**Short task a:**
Print the passage of the article on the Vulcan emissions maps below, from "CLICK IMAGE ABOVE" to "basis (, 1998.", without changing a word.

**Extract:**

◇ ◇ ◇ ◇ ◇

An interactive map of U.S. carbon dioxide emissions from fossil fuels says we still have things to learn about where it's coming from - and where the worst offenders are.

The maps and system, called Vulcan, show CO2 emissions at more than 100 times more detail than was available before. Until now, data on carbon dioxide emissions were reported, in the best cases, monthly at the level of an entire state. The Vulcan model examines CO2 emissions at local levels on an hourly basis.

Researchers say the maps also are more accurate than previous data because they are based on greenhouse gas emissions instead of estimates based on population in areas of the United States. The increased detail and accuracy of Vulcan will help lawmakers create policies to reduce CO2 emissions while also increasing scientists' understanding of the sources and fate of carbon dioxide, researchers say.

CLICK IMAGE ABOVE FOR FULL SIZE. See Note 1 for full methodology. A comparison of the Vulcan inventory and the 1x1 degree Brenkert et al (1998) inventory as expressed in atmospheric CO2 concentration using the Parameterized Computational Tracer Model (PCTM) run at Purdue University - Brenkert, A.L., Carbon dioxide emission estimates from fossil-fuel burning, hydraulic cement production, and gas flaring for 1995 on a one degree grid cell basis (, 1998.

"For example, we've been attributing too many emissions to the northeastern United States, and it's looking like the southeastern U.S. is a much larger source than we had estimated previously," says Kevin Gurney, an assistant professor of earth and atmospheric science at Purdue University and leader of the project.

To create the Vulcan maps, the research team developed a method to extract the CO2 information by transforming data on local air pollution, such as carbon monoxide and nitrous oxide emissions, which are tracked by the Environmental Protection Agency, the U.S. Department of Energy and other governmental agencies.

"These pollutants are important to determine the ozone levels and air quality in major cities, and they are tracked on an hourly basis," Gurney says. "We've been able to leverage that data to determine the levels of CO2 being produced."

Carbon dioxide is the most important human-produced gas contributing to global climate change. The United States accounts for about 25 percent of global CO2 emissions.

◇ ◇ ◇ ◇ ◇

**Working data:**
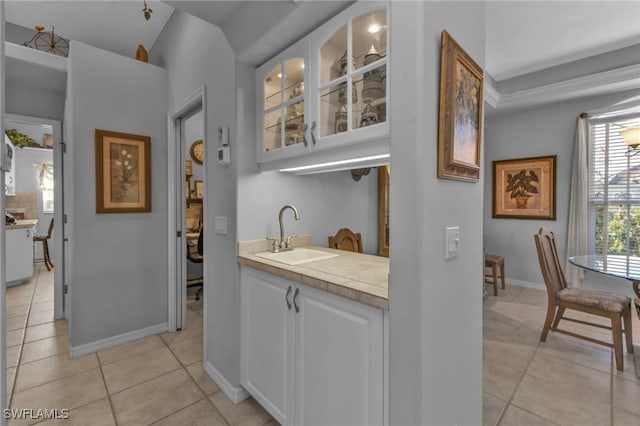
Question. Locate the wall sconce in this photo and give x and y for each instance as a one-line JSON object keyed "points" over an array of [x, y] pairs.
{"points": [[631, 137]]}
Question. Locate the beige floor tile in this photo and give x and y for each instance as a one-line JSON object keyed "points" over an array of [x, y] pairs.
{"points": [[199, 414], [515, 416], [70, 392], [578, 351], [625, 418], [188, 351], [192, 330], [583, 381], [13, 354], [44, 348], [155, 399], [43, 331], [559, 405], [14, 337], [492, 409], [16, 323], [139, 368], [247, 412], [40, 318], [203, 380], [500, 380], [626, 394], [16, 310], [97, 413], [52, 368], [129, 349], [511, 354], [41, 307]]}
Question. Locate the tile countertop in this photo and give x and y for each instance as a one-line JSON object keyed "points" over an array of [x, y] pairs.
{"points": [[22, 223], [361, 277]]}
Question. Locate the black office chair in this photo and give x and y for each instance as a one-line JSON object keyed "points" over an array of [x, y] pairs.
{"points": [[196, 258]]}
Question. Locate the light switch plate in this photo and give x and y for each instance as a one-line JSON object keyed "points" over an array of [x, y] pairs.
{"points": [[221, 225], [452, 242]]}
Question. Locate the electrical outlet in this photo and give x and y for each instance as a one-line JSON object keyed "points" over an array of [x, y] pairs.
{"points": [[221, 225]]}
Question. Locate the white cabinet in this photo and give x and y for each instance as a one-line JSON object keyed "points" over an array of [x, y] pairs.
{"points": [[19, 253], [314, 97], [308, 356], [10, 176]]}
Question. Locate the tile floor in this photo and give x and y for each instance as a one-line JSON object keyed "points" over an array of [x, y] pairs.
{"points": [[563, 381], [157, 380]]}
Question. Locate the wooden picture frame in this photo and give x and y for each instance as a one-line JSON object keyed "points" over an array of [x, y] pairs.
{"points": [[199, 188], [123, 172], [384, 174], [460, 113], [525, 188]]}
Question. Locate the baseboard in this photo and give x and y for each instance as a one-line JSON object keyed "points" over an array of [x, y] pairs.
{"points": [[529, 284], [234, 393], [100, 345]]}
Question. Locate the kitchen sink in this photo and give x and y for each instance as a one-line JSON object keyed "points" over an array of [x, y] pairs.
{"points": [[297, 256]]}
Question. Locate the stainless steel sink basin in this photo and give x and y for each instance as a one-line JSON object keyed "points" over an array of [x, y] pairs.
{"points": [[297, 256]]}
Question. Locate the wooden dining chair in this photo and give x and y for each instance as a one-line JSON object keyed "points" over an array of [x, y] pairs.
{"points": [[614, 306], [346, 239]]}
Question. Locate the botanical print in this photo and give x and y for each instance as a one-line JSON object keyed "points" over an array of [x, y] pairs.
{"points": [[465, 136], [124, 161], [524, 188]]}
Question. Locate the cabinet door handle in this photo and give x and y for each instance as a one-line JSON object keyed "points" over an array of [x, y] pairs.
{"points": [[286, 297], [313, 136], [304, 134], [295, 296]]}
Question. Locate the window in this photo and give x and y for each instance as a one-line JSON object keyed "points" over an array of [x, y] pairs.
{"points": [[614, 188], [45, 177]]}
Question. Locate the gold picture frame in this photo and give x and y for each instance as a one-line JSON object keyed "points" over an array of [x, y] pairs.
{"points": [[123, 172], [525, 188], [460, 113], [199, 188]]}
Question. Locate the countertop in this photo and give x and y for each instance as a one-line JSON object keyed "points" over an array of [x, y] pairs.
{"points": [[356, 276], [22, 224]]}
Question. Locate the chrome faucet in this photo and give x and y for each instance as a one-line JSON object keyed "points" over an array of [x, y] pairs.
{"points": [[285, 244]]}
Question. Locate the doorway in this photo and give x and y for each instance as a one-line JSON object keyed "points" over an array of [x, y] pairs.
{"points": [[187, 210]]}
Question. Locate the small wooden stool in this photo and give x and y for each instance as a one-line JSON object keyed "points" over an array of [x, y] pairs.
{"points": [[493, 262]]}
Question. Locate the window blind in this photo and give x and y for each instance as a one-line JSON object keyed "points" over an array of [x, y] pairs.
{"points": [[614, 189]]}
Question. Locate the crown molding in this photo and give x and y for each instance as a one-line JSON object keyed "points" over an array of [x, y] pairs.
{"points": [[491, 94], [617, 80]]}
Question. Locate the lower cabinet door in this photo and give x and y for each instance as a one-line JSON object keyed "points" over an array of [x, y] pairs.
{"points": [[339, 361], [267, 342]]}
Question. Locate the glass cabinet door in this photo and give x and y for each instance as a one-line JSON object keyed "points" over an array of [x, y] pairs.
{"points": [[284, 105], [353, 75]]}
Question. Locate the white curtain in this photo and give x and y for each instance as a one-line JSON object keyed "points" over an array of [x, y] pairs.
{"points": [[577, 235]]}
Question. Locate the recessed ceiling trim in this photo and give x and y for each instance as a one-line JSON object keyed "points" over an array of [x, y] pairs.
{"points": [[617, 80]]}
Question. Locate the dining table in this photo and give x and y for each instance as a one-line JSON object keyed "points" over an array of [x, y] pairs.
{"points": [[619, 266]]}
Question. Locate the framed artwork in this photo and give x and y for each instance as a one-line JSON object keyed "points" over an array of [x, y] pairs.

◇ ◇ ◇ ◇ ◇

**Short task b:**
How many lines of the records above contain the string "wooden"? Reply with the number alone.

**Exercise response a:**
CLICK IMAGE ABOVE FOR FULL SIZE. See Note 1 for full methodology. A comparison of the Vulcan inventory and the 1x1 degree Brenkert et al (1998) inventory as expressed in atmospheric CO2 concentration using the Parameterized Computational Tracer Model (PCTM) run at Purdue University - Brenkert, A.L., Carbon dioxide emission estimates from fossil-fuel burning, hydraulic cement production, and gas flaring for 1995 on a one degree grid cell basis (, 1998.

**Exercise response b:**
3